• [Goal of the exercise]:
Write out the records again exactly and exclude the pictures.

• [Records provided]:
···

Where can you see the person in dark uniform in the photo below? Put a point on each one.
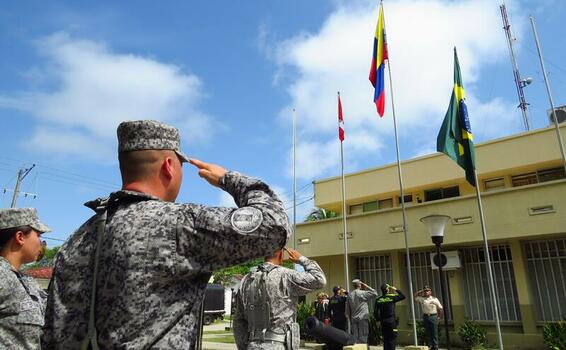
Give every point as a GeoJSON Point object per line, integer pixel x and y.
{"type": "Point", "coordinates": [384, 311]}
{"type": "Point", "coordinates": [321, 311]}
{"type": "Point", "coordinates": [337, 308]}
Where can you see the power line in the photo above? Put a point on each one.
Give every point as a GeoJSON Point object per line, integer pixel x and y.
{"type": "Point", "coordinates": [52, 239]}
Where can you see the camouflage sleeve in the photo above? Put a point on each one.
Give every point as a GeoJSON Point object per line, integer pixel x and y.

···

• [Problem solution]:
Where can you see the person in dark uniform in the photo below? Put a point on each one.
Give every point as a GeoJSON Point object per line, integer pixel x and y.
{"type": "Point", "coordinates": [384, 311]}
{"type": "Point", "coordinates": [321, 311]}
{"type": "Point", "coordinates": [337, 308]}
Where can you see the power line in the photo above? Put a point on each one.
Give every point as a GeoJSON Point object per line, integer pixel x and y.
{"type": "Point", "coordinates": [52, 239]}
Where can you see the camouflage sleeve in the photo above? Put a point on each one.
Give every point as a GeoJSON Point object per line, integer pixel x and y.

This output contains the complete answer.